Text section:

Asked why he thinks it is we’re born at all if all we do if suffer and long for death, Kenji replies that must be “to connect” though he has no answer when asked if he ever has. For Kenji boxing is a spiritual as well as physical “contact sport” through which he hopes to finally build the kind of bridges to others that Shinji perhaps builds in a more usual way. Shinji tells himself that the only way to win is to hate, that in boxing the man who hates the hardest becomes the champion but all Kenji wants from the violence of the ring is love and acceptance. Shinji’s friend, Ryuki (Katsuya Kobayashi), has forgiven the man who crippled him and moved on with his life while Shinji is consumed by rage, warped beyond recognition in his need to prove himself superior to the forces which have already defeated him – his father’s suicide, his mother’s abandonment, and his friend’s betrayal.

Set of tasks:
**1)** In the passage about the two boxers, how has Shinji's friend Ryuki responded to the man who crippled him?
**2)** Continue the passage about the two boxers from where it stops.

Dataset section:
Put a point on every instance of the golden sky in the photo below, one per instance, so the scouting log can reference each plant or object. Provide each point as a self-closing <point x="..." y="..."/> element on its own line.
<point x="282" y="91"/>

Answers per task:
**1)** He has forgiven him and moved on with his life.

**2)**
While Shinji blusters, shows off, and throws it all away, Kenji patiently hones his craft hoping to meet him again in the boxing ring and “connect” in the way they never could before. There’s something essentially sad in Kenji’s deep sense of loneliness, the sketches in his notebook and strange relationship with an equally sad-eyed gangster/promoter (Satoru Kawaguchi) suggesting a hankering for something more than brotherhood. Nevertheless what each of the men responds to is the positive familial environment they have never previously known, anchored by the paternalism of coach Horiguchi and cemented by unconditional brotherly love.

Caught at cross purposes, the two young men battle each other looking for the same thing – a sense of freedom and of being connected to the world, but emerge with little more than scars and broken hearts, finding release only in a final transcendent moment of poetic tragedy. Kishi’s vision of the immediate future is bleak in the extreme, a nihilistic society in which hope has become a poison and death its only antidote. A tragedy of those who want to live but don’t know how, Wilderness is a minor miracle which proves infinitely affecting even in the depths of its despair.


Screened at Nippon Connection 2018.

Original trailer (no subtitles)

Interview with director Yoshiyuki Kishi conducted at the Busan International Film Festival (Japanese with English subtitles)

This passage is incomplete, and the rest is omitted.